Exercise instructions
Exactly reproduce the lines beginning with the line that includes "Please drop a marker on the pitched" and ending with the last line of the data.

*** Provided information

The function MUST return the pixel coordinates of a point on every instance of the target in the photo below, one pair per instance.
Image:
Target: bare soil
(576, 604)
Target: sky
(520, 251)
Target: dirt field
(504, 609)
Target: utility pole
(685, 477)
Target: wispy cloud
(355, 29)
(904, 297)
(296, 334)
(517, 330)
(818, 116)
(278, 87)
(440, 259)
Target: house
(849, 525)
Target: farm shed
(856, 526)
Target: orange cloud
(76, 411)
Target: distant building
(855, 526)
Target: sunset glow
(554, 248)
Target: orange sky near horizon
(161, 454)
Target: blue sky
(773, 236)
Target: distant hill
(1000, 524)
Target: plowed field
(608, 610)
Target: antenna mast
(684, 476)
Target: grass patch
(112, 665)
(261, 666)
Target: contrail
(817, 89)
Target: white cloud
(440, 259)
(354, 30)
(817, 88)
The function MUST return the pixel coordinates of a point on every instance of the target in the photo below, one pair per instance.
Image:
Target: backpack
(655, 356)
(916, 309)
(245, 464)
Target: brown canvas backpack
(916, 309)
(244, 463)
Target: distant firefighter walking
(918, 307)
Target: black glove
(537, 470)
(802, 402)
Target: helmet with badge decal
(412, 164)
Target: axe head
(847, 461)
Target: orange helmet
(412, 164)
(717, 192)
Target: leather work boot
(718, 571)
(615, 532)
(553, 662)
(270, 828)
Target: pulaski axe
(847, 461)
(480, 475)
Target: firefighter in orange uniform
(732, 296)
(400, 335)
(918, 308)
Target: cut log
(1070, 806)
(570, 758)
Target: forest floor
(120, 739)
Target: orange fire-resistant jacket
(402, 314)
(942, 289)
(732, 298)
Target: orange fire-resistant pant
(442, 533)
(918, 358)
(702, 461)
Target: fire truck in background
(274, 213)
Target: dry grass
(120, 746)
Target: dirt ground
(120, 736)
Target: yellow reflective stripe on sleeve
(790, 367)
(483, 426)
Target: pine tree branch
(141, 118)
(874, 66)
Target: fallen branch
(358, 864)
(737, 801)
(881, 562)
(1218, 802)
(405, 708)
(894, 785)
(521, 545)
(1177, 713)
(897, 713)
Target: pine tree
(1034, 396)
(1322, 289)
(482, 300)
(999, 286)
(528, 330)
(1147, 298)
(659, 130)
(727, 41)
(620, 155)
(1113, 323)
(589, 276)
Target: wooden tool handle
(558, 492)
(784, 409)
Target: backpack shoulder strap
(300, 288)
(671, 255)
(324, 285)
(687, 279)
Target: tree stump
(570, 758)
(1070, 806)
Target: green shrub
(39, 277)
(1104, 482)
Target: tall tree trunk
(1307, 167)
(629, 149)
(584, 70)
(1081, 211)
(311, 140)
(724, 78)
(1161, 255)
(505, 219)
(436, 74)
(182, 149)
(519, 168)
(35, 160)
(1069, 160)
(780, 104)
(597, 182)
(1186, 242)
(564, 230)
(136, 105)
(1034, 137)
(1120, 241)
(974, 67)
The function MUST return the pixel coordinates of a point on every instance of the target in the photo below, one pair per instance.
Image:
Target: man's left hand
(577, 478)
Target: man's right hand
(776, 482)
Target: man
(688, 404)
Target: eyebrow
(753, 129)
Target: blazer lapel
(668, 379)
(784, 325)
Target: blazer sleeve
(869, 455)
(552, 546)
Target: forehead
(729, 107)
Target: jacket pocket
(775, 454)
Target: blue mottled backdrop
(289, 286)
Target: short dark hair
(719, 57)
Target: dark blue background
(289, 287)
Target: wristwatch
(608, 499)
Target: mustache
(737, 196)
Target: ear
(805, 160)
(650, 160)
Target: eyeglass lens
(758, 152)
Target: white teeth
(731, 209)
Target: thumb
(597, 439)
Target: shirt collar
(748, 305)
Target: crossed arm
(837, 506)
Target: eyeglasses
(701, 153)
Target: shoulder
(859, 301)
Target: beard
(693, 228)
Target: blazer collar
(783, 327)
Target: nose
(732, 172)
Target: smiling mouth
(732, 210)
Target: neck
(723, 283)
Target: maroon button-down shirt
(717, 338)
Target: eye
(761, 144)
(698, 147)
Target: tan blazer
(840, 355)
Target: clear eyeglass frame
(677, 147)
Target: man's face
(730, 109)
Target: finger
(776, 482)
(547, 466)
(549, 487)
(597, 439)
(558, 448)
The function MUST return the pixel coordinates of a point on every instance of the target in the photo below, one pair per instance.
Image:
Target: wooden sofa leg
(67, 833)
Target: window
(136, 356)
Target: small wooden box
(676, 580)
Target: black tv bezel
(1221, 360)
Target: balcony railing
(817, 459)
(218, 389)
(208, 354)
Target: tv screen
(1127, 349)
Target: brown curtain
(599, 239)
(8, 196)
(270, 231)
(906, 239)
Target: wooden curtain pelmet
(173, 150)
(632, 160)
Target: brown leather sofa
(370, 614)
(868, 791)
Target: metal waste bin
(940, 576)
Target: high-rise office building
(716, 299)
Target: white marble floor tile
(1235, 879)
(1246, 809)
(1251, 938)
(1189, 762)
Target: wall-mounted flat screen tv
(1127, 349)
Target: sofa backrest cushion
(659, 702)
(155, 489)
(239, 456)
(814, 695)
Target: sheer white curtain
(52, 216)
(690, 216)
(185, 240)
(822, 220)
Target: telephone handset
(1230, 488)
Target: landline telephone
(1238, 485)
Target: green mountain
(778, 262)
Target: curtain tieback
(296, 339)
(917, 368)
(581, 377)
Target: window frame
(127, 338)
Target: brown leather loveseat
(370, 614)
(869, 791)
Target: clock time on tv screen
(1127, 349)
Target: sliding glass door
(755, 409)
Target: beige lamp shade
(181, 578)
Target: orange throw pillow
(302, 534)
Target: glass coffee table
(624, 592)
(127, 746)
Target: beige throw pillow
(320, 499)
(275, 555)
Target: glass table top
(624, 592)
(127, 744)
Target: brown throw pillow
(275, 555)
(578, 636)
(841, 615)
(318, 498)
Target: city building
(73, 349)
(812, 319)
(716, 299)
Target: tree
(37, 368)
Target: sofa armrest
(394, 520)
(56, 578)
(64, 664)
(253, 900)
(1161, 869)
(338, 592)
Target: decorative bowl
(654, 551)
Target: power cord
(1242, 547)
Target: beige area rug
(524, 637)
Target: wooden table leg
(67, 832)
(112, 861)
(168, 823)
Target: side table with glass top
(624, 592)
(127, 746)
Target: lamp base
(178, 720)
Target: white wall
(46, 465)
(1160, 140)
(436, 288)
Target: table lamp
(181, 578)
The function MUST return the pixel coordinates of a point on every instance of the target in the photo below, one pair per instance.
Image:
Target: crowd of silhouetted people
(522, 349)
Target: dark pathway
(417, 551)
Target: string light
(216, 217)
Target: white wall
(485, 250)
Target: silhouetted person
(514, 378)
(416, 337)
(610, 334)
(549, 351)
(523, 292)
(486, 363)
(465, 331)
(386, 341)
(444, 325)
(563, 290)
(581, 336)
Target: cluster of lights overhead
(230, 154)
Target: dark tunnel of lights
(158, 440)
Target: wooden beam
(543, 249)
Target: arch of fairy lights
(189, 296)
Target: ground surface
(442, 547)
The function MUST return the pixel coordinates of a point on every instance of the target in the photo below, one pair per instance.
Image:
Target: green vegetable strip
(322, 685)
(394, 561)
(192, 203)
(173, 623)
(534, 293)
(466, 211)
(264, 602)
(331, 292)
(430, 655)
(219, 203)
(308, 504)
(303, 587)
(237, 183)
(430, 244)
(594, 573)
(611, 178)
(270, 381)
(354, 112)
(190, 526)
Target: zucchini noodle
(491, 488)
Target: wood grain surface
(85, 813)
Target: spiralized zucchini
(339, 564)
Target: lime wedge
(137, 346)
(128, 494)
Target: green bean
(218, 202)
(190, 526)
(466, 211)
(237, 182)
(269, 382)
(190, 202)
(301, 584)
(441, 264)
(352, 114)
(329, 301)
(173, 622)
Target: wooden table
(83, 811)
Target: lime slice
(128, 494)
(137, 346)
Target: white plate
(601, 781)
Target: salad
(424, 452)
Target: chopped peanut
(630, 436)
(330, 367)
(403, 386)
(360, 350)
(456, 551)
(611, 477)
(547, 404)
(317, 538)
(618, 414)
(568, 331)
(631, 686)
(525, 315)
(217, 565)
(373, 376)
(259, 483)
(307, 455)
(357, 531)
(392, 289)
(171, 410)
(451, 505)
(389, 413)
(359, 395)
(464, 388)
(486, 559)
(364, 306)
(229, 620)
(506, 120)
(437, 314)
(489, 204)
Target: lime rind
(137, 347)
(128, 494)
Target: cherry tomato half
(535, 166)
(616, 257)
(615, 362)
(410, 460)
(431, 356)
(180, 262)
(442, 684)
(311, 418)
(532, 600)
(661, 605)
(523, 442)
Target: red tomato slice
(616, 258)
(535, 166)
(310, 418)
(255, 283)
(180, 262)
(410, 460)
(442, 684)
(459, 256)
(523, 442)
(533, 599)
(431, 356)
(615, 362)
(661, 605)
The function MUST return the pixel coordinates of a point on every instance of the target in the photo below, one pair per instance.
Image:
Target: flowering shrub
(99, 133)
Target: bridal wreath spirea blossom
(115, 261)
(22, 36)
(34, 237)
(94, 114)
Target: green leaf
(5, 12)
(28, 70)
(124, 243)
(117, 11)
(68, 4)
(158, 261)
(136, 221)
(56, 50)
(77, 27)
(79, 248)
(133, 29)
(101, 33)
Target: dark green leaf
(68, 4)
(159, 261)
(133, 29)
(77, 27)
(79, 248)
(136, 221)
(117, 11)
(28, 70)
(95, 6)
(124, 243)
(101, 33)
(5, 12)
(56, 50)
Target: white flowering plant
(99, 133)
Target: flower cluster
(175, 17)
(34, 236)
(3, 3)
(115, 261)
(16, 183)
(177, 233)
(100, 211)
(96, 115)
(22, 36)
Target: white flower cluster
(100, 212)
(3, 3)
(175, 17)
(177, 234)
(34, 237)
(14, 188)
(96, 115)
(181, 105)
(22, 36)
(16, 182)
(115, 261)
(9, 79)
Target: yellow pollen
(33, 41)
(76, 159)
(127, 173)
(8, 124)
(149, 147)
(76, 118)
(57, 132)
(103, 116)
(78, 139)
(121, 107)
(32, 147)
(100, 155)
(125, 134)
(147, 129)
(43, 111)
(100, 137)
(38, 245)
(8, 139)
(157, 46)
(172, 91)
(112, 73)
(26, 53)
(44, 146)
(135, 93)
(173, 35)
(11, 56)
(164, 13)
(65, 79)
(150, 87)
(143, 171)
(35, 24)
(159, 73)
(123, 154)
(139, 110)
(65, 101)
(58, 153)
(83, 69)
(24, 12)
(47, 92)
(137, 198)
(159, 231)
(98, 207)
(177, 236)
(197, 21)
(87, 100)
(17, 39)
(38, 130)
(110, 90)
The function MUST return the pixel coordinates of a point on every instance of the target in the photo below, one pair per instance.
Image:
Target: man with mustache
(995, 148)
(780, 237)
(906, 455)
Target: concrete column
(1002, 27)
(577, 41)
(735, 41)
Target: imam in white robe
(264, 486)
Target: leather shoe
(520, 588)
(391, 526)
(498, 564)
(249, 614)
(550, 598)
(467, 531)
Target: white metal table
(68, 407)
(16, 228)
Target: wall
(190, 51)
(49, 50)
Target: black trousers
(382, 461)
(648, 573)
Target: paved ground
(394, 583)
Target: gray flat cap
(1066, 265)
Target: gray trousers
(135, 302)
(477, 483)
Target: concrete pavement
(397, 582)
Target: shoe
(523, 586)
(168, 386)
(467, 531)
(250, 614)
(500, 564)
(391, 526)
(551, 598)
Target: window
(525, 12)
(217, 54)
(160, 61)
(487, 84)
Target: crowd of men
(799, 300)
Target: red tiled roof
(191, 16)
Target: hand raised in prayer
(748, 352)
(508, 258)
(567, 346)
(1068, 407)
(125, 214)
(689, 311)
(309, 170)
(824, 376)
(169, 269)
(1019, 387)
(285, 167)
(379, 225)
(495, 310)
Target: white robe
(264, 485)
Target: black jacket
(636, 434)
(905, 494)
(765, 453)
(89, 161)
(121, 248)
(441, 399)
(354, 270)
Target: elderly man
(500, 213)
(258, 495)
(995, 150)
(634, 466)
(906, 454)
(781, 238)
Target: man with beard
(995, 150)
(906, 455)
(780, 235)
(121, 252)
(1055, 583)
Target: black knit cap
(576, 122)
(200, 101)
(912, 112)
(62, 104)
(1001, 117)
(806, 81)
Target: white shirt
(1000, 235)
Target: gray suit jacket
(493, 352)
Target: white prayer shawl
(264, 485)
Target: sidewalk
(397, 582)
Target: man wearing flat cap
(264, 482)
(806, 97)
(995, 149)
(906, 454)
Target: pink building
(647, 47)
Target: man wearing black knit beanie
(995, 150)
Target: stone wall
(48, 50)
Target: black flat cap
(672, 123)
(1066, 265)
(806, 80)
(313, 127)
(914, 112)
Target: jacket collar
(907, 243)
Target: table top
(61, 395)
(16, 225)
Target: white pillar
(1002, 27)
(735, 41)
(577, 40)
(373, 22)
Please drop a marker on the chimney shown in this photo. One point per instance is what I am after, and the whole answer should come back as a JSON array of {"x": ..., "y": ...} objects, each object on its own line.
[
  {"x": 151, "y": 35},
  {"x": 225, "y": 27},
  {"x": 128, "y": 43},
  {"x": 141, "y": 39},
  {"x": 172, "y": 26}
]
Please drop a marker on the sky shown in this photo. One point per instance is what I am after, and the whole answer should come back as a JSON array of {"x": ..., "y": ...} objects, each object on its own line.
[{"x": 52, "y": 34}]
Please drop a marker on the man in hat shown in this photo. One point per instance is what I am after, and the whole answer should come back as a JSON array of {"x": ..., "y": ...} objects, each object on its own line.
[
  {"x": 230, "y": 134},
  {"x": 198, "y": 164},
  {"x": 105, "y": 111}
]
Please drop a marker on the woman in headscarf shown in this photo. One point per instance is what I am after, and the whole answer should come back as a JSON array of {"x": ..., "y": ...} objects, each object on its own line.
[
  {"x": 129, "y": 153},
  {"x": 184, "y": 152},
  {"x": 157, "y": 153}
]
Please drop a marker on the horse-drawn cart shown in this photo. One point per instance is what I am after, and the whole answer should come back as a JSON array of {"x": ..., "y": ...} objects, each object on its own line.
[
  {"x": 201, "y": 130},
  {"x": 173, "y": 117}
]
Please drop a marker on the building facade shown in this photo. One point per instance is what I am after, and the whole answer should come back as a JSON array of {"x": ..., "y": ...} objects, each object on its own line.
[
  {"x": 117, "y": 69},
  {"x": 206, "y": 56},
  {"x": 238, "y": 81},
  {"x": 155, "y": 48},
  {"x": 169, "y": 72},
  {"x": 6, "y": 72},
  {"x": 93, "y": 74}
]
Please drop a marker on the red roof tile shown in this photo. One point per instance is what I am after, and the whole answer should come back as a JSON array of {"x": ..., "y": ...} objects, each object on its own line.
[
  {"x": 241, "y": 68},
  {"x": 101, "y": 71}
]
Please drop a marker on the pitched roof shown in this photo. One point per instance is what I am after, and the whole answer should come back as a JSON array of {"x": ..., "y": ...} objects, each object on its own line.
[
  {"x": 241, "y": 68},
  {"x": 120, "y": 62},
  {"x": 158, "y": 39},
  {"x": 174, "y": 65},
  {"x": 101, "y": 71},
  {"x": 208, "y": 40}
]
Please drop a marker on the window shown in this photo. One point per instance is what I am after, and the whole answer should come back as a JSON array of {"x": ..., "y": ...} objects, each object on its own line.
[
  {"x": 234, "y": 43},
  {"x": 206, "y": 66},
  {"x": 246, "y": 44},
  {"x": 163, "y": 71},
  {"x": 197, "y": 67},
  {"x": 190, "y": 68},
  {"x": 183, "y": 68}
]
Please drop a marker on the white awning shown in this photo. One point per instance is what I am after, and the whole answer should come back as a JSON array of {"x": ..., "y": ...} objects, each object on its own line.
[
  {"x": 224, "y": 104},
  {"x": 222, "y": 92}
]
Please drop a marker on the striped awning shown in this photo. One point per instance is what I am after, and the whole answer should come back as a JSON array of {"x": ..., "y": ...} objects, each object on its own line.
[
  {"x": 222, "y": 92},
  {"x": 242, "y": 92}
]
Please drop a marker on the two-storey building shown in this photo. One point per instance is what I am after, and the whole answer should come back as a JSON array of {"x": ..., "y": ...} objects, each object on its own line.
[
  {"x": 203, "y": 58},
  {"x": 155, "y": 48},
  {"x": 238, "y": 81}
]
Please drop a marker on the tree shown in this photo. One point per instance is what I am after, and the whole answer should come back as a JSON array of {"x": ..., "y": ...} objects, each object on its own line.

******

The completed task
Please drop a marker on the pitched roof shown in this photo. One point per instance is what I am after, and the whole answer should come back as a JSON array of {"x": ..., "y": ...} objects, each object on its own line.
[
  {"x": 241, "y": 68},
  {"x": 120, "y": 62},
  {"x": 158, "y": 39},
  {"x": 174, "y": 65},
  {"x": 101, "y": 71},
  {"x": 208, "y": 40}
]
Please drop a marker on the window shown in this photo. One point per instance is what I am after, and the whole answer should come back as a JSON array of {"x": ..., "y": ...} objects, each object on its own line.
[
  {"x": 234, "y": 43},
  {"x": 206, "y": 66},
  {"x": 246, "y": 44},
  {"x": 163, "y": 71},
  {"x": 197, "y": 67},
  {"x": 190, "y": 68},
  {"x": 183, "y": 68}
]
Please drop a marker on the white awning shown in this photo. One point per instance is what I am after, and the whole answer should come back as a JSON array of {"x": ..., "y": ...} objects, each object on its own line.
[
  {"x": 224, "y": 104},
  {"x": 222, "y": 92}
]
Please drop a marker on the striped awning shown in this photo. One point per instance is what I am after, and the whole answer should come back as a JSON array of {"x": ..., "y": ...} objects, each object on its own line.
[
  {"x": 222, "y": 92},
  {"x": 242, "y": 92}
]
Please drop a marker on the two-storey building shown in this photo. One point per instance is what I am after, and the whole answer should come back as a JSON array of {"x": ..., "y": ...} objects, each object on its own line.
[
  {"x": 203, "y": 58},
  {"x": 155, "y": 48},
  {"x": 238, "y": 81}
]
Please drop a marker on the tree shown in this photo. One point per instance is what I am after, and the whole answer should come back as a JSON array of {"x": ..., "y": ...} objects, each object on its own line.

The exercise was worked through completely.